* **Records provided**:
————
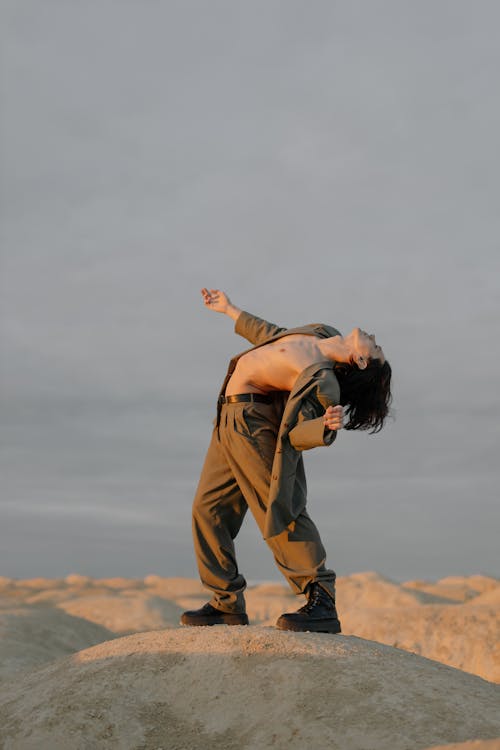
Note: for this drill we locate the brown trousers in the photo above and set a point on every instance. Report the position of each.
(236, 476)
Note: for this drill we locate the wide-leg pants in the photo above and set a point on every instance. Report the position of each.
(236, 476)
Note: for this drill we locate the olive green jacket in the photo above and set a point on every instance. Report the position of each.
(302, 426)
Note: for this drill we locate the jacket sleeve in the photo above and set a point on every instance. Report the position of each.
(310, 433)
(255, 329)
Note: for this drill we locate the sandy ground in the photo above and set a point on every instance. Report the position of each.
(163, 686)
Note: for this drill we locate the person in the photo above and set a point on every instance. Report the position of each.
(290, 392)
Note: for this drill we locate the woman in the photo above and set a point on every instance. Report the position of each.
(286, 394)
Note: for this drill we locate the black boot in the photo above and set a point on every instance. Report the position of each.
(318, 615)
(208, 615)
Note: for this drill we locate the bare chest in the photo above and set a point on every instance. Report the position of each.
(275, 366)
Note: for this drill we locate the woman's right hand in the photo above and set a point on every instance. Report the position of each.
(216, 300)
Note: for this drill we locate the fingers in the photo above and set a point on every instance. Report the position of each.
(333, 418)
(210, 296)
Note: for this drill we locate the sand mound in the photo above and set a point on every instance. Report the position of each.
(465, 637)
(245, 689)
(31, 636)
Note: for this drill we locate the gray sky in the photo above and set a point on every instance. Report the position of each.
(321, 161)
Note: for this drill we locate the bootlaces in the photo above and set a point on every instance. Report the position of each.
(313, 601)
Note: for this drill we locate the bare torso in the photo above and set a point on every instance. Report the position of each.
(275, 366)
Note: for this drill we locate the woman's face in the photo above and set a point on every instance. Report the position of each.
(364, 345)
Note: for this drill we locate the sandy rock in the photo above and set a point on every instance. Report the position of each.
(490, 597)
(472, 745)
(245, 689)
(462, 636)
(120, 583)
(125, 613)
(39, 583)
(32, 636)
(456, 588)
(75, 579)
(172, 588)
(373, 590)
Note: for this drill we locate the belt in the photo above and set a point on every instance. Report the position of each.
————
* **Directions**:
Write out all of the lines above again, substituting "exercise" for every "drill" and leaving everything else unchanged. Leave the pictures out.

* **Finished answer**:
Note: for this exercise we locate the brown trousers in the photo above and set a point on every instance. Report the position of each.
(236, 476)
Note: for this exercise we locate the wide-leg pants in the photo above and set a point on every instance. Report the position of each.
(236, 476)
Note: for this exercise we locate the olive green jacket in the photo above and set a point on every instance. Report the position of each.
(302, 426)
Note: for this exercise we locate the jacket sleeve in the photo above and set a point on every instance. Report the position of each.
(310, 433)
(255, 329)
Note: for this exercise we locate the sandy ground in the photo above and set a point on every instance. Report the position of each.
(163, 686)
Note: for this exercise we locate the person in the photo above and set a point on every instance. Report the position of each.
(290, 392)
Note: for this exercise we locate the woman in the photo above and set a point on every instance. Report the position of each.
(286, 394)
Note: for this exercise we locate the black boot in the photo above and set a point on every instance. Report the position of each.
(318, 615)
(208, 615)
Note: for this exercise we locate the bare chest in the photo above and set a point on every instance. Report the position of each.
(275, 366)
Note: for this exercise we locate the woman's right hand in the photo above and set a point on every instance. Report the position of each.
(216, 300)
Note: for this exercise we locate the fingers in the photo above and set a point on every instance. Report the position of each.
(333, 418)
(210, 296)
Note: for this exercise we locate the sand mound in the photo above and set a point on every instance. Report the position of each.
(465, 637)
(245, 689)
(31, 636)
Note: for this exercise we locate the gray sky in the photo above and set a point on every instance. Report the position of each.
(321, 161)
Note: for this exercise we locate the bootlaces in the photo above and set a point on every instance. Report the position of each.
(313, 601)
Note: for this exercise we locate the bare torso in the photo above and set a point on every instance. Report the position of each.
(275, 366)
Note: for this exercise we locate the woman's face in the photo above and set a point on every instance. Report the position of each.
(364, 345)
Note: for this exercise we locate the sandy rock in the photo above and set a point on every instance. Report the position of each.
(490, 597)
(472, 745)
(245, 689)
(462, 636)
(120, 583)
(125, 613)
(39, 583)
(32, 636)
(456, 588)
(75, 579)
(172, 588)
(373, 590)
Note: for this exercise we locate the belt in the photo above and set a point on every instance. Report the position of each.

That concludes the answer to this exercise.